▶ **Excerpt to read**:
══════════════════════════════

Hi AJ and List,

This reminds me of a series of blog posts Peter Todd wrote a few years
ago about using "single use seals" for tracking (fungible) assets
anchored to Bitcoin[0]. I believe that the RBG Protocol Project and Taro
are both using the same underlying principle.

Having the actual application data offchain, but with a commitment to a
UTXO and then using Bitcoin only as a proof-of-publication system to
prevent double-spends seems like a really good idea. As you point out,
in addition to being cheaper and more scalable, it means that not
everyone on the network has to know that there's an asset involved. It
just looks like plain old bitcoin transfers.

A lot of people have written about or are (I think) working on
implementations of this idea. I really like your suggestion of using
nostr. Clients can keep the asset metadata chains locally in their
client and (re)broadcast them to application-specific nostr relays, or
to general public relays depending on application needs. Maybe there's a
marketplace application that has its own relays and also broadcasts
asset metadata to relays used by popular gallery systems. Or maybe your
client just sends to any relay it sees that doesnt have the event. Big
design space there.

- rijndael

0: https://petertodd.org/2017/scalable-single-use-seal-asset-transfer

On 2/2/23 4:15 AM, Anthony Towns via bitcoin-dev wrote:
> Hi *,
> Casey Rodarmor's ordinals use the technique of tracking the identity of
> individual satoshis throughout their lifetime:
> On Tue, Feb 22, 2022 at 04:43:52PM -0800, Casey Rodarmor via bitcoin-dev 
> wrote:
>> Briefly, newly mined satoshis are sequentially numbered in the order in
>> which they are mined. These numbers are called "ordinal numbers" or
>> "ordinals". When satoshis are spent in a transaction, the input satoshi
>> ordinal numbers are assigned to output satoshis using a simple
>> first-in-first-out algorithm.
> This is proposed as a BIP at https://github.com/bitcoin/bips/pull/1408
> When accompanied by a standard for associating some data or right with
> such an identity, this allows the creation of non-fungible tokens (or
> semi-fungible tokens) whose ownership can be transferred by a bitcoin
> transaction.
> The proposed BIP doesn't document any method for associating data or a
> right with an ordinal, but the "ord" tool defines "inscriptions" to fill
> this gap [0], providing a way of including mime-encoded data in a taproot
> witness. To make such an inscription, two transactions are required:
> one paying some sats to a special scriptPubKey that commits to the
> inscribed data, and a second that spends those sats to the owner of the
> newly inscribed ordinal, and in so doing revealing the full inscription.
> [0] https://docs.ordinals.com/inscriptions.html
> I think, however, that you can move inscriptions entirely off-chain. I
> wrote a little on this idea on twitter already [1], but after a bit more
> thought, I think pushing things even further off-chain would be plausible.

══════════════════════════════

▶ **Material**:
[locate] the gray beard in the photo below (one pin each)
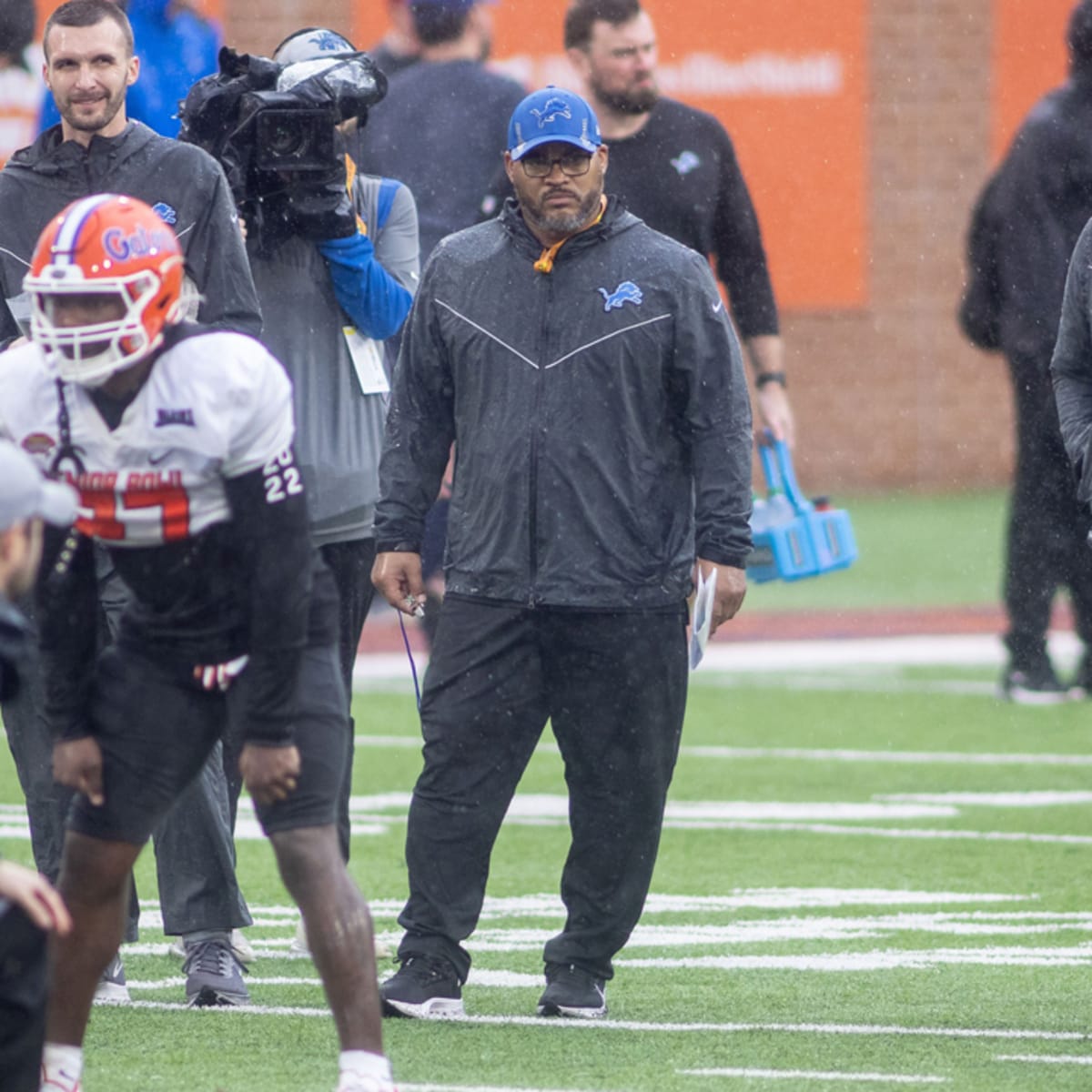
(565, 224)
(640, 102)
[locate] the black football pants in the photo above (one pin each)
(612, 686)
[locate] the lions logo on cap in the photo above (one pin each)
(555, 108)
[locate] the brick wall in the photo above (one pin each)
(891, 396)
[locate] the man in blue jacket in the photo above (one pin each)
(1024, 229)
(594, 390)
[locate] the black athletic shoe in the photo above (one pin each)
(571, 992)
(213, 976)
(1033, 685)
(424, 987)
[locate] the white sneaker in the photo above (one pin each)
(240, 945)
(299, 945)
(58, 1081)
(112, 988)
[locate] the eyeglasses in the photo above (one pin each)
(573, 164)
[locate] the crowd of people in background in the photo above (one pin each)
(432, 390)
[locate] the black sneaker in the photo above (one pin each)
(1036, 685)
(571, 992)
(424, 987)
(213, 976)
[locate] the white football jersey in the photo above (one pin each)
(216, 405)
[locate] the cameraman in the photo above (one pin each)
(328, 305)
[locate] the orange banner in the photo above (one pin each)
(1030, 58)
(789, 81)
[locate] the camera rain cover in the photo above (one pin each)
(272, 128)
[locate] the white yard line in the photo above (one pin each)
(807, 754)
(812, 1075)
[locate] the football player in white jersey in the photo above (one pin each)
(178, 440)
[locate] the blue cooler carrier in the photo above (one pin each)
(805, 541)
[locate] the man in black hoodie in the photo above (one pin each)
(589, 377)
(1025, 227)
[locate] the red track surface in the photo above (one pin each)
(381, 632)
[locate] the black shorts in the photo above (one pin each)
(157, 726)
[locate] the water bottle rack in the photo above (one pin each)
(794, 540)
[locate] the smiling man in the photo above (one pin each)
(584, 369)
(90, 66)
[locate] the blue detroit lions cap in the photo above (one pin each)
(450, 5)
(552, 114)
(25, 494)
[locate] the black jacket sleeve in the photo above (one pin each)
(709, 390)
(271, 528)
(741, 255)
(420, 429)
(66, 601)
(980, 314)
(1071, 366)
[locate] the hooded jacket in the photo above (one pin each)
(180, 181)
(600, 414)
(1026, 224)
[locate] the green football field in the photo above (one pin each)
(873, 875)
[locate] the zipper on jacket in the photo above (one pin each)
(535, 430)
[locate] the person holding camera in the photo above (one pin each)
(336, 259)
(329, 305)
(30, 907)
(90, 68)
(584, 369)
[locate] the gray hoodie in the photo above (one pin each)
(185, 186)
(600, 414)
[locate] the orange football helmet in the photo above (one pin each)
(106, 250)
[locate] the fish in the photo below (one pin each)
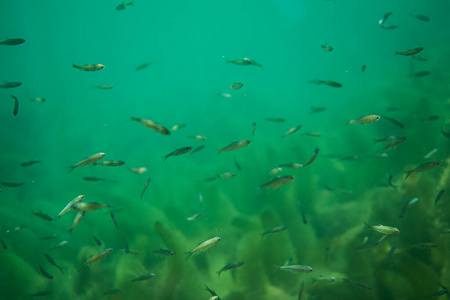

══════════════════════════════

▶ **Work to do**:
Return the portion of the mailing list post from "A lot of people" down to "design space there.", copied word for word.

▶ **Full response**:
A lot of people have written about or are (I think) working on
implementations of this idea. I really like your suggestion of using
nostr. Clients can keep the asset metadata chains locally in their
client and (re)broadcast them to application-specific nostr relays, or
to general public relays depending on application needs. Maybe there's a
marketplace application that has its own relays and also broadcasts
asset metadata to relays used by popular gallery systems. Or maybe your
client just sends to any relay it sees that doesnt have the event. Big
design space there.